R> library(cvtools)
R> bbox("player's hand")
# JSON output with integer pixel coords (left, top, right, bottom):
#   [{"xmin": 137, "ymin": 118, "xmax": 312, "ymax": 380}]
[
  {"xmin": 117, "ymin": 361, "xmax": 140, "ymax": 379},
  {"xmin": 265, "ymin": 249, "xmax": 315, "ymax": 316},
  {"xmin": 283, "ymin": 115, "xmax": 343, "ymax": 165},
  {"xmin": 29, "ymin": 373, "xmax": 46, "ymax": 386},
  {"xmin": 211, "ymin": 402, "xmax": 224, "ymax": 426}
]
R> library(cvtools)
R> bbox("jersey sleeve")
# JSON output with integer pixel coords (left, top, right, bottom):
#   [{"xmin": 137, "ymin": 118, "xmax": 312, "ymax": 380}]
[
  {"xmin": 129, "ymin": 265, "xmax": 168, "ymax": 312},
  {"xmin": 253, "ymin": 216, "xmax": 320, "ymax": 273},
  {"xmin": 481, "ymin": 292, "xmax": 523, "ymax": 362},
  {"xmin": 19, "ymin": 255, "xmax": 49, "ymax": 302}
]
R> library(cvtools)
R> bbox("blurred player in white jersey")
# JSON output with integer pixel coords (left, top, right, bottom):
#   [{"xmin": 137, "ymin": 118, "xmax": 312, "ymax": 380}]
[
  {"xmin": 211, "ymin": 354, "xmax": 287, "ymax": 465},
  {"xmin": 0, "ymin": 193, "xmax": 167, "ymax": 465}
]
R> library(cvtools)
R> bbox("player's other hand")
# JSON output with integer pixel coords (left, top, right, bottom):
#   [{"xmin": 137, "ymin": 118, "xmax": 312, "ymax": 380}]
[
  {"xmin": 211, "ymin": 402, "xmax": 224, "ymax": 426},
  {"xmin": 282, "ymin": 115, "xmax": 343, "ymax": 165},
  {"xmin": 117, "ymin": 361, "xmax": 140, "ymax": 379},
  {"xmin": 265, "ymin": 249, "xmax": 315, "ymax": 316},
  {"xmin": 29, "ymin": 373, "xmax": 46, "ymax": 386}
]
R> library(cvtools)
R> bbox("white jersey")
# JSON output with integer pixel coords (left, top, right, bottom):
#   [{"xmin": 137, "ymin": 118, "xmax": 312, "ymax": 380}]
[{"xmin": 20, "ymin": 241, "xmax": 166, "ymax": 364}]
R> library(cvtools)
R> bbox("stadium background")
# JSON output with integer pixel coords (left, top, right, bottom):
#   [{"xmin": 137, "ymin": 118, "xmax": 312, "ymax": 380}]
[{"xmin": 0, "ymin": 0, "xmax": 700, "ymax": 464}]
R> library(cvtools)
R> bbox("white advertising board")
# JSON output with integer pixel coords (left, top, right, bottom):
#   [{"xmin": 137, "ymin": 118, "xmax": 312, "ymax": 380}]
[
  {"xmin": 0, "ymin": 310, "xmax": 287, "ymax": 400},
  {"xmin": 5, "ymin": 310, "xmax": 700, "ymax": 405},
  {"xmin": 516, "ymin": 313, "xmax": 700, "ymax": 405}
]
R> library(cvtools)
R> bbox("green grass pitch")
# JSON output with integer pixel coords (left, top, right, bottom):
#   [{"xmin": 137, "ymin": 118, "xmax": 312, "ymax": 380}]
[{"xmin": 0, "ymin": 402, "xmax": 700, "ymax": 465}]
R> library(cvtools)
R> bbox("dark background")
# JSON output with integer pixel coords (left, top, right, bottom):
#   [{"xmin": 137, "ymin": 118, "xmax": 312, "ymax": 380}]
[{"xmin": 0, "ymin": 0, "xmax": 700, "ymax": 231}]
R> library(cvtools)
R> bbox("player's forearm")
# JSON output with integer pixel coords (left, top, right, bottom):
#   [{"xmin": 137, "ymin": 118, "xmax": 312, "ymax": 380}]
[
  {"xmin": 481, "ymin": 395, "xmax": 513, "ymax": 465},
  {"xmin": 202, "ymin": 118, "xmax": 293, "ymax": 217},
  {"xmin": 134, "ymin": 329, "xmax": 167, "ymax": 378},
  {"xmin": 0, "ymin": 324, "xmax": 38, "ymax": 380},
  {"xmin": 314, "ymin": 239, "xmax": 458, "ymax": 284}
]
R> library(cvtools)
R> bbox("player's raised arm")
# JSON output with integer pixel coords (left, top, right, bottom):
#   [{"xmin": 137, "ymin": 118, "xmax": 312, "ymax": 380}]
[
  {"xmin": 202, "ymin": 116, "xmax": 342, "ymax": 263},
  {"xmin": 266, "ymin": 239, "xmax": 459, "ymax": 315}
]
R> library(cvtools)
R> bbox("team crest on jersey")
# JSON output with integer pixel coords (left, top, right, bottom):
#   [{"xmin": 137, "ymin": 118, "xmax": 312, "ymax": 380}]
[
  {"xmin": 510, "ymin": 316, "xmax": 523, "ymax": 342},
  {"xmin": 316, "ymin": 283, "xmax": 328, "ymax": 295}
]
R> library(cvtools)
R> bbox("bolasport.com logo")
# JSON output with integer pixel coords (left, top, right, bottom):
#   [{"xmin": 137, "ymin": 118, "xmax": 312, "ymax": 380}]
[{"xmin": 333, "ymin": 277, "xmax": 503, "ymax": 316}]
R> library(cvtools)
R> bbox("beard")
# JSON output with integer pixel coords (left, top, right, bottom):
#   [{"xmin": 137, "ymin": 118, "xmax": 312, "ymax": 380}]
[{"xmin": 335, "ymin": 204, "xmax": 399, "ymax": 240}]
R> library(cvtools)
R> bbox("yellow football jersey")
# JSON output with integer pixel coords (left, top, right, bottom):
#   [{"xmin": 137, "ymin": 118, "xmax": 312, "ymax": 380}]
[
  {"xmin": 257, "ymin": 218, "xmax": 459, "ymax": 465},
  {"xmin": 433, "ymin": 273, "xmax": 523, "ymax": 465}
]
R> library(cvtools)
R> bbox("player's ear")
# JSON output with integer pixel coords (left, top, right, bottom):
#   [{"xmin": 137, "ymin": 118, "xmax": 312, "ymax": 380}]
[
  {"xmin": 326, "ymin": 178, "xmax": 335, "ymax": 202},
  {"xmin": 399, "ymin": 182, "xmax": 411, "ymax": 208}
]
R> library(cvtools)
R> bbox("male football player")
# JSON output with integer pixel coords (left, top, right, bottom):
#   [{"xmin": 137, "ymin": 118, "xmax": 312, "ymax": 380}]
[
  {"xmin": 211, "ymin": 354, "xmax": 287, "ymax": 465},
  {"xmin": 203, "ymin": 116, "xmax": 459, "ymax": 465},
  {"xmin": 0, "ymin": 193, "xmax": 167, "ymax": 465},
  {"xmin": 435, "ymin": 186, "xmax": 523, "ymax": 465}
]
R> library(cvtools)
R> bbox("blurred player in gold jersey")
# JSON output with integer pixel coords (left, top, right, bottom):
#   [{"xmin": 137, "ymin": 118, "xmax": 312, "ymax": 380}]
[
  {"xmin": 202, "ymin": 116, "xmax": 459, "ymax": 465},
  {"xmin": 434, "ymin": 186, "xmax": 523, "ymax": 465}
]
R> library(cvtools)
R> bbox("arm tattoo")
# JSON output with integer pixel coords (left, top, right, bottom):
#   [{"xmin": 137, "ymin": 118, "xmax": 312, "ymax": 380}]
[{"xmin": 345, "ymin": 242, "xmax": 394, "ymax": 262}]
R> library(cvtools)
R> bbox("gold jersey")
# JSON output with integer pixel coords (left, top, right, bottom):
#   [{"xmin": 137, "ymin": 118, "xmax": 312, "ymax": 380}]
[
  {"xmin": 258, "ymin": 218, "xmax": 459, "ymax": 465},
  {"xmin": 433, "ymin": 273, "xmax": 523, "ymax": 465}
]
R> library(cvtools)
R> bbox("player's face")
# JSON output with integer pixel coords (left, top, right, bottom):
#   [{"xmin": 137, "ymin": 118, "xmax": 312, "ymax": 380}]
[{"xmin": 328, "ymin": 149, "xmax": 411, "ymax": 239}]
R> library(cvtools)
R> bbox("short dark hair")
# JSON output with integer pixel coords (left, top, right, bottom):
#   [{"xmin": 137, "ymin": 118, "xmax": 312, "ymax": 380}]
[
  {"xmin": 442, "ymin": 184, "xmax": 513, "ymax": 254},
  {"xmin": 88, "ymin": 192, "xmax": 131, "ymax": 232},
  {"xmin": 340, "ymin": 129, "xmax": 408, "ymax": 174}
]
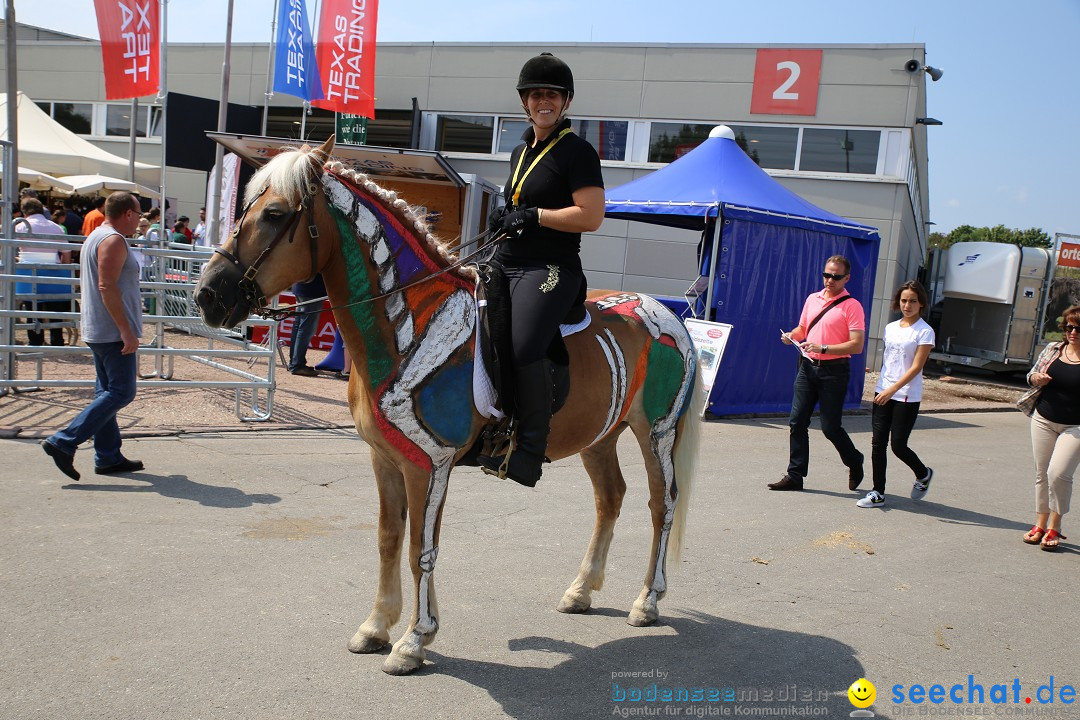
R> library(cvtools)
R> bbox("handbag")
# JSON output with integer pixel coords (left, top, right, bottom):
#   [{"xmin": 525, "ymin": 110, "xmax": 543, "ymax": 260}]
[{"xmin": 1016, "ymin": 342, "xmax": 1065, "ymax": 418}]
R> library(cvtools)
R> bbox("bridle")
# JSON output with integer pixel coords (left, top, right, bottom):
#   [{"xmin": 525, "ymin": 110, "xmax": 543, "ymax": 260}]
[{"xmin": 214, "ymin": 184, "xmax": 319, "ymax": 316}]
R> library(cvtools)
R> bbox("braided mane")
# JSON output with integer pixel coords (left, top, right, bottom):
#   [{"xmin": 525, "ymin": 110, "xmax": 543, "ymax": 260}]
[{"xmin": 244, "ymin": 145, "xmax": 475, "ymax": 279}]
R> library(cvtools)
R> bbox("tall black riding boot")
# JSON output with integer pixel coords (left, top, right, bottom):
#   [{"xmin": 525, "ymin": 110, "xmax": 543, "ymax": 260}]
[{"xmin": 477, "ymin": 359, "xmax": 554, "ymax": 488}]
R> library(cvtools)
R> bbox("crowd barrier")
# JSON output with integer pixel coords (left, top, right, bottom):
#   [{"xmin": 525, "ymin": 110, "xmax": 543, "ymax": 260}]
[{"xmin": 0, "ymin": 231, "xmax": 278, "ymax": 422}]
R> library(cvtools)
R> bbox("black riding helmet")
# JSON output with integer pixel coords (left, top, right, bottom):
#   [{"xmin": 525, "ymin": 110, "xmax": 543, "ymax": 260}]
[{"xmin": 517, "ymin": 53, "xmax": 573, "ymax": 99}]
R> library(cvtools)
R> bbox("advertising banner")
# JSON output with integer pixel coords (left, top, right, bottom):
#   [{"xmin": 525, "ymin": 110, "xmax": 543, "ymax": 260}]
[
  {"xmin": 94, "ymin": 0, "xmax": 160, "ymax": 100},
  {"xmin": 273, "ymin": 0, "xmax": 323, "ymax": 100},
  {"xmin": 314, "ymin": 0, "xmax": 379, "ymax": 118},
  {"xmin": 1057, "ymin": 241, "xmax": 1080, "ymax": 268},
  {"xmin": 685, "ymin": 318, "xmax": 732, "ymax": 407},
  {"xmin": 206, "ymin": 152, "xmax": 240, "ymax": 247},
  {"xmin": 337, "ymin": 112, "xmax": 367, "ymax": 145}
]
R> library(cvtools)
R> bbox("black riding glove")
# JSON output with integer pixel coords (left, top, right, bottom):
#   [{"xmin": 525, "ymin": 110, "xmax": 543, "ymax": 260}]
[
  {"xmin": 500, "ymin": 207, "xmax": 540, "ymax": 237},
  {"xmin": 487, "ymin": 205, "xmax": 510, "ymax": 233}
]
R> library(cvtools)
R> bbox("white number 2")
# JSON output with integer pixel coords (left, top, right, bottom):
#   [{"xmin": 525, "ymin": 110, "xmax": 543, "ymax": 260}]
[{"xmin": 772, "ymin": 60, "xmax": 802, "ymax": 100}]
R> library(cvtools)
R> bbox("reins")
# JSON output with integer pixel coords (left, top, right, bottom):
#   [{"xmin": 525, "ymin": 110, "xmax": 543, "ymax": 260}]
[{"xmin": 255, "ymin": 225, "xmax": 505, "ymax": 321}]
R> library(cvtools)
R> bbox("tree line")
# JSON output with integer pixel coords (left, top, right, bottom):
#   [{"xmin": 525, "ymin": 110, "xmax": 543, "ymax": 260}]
[{"xmin": 930, "ymin": 225, "xmax": 1054, "ymax": 249}]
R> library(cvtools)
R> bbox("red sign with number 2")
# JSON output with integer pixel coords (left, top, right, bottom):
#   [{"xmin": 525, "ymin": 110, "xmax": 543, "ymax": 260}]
[{"xmin": 750, "ymin": 47, "xmax": 821, "ymax": 116}]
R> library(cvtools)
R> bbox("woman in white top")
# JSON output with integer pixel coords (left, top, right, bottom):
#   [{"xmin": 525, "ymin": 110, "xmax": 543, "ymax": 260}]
[{"xmin": 855, "ymin": 280, "xmax": 934, "ymax": 507}]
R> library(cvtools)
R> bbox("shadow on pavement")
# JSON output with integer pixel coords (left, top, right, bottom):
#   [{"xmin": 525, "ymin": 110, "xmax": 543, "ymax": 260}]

Given task:
Pull out every line in the listing that contains the string "black", matching case exactly.

Answer for this exercise:
R> bbox("tall black riding boot")
R> bbox("black riding helmet")
R> bbox("black riding glove")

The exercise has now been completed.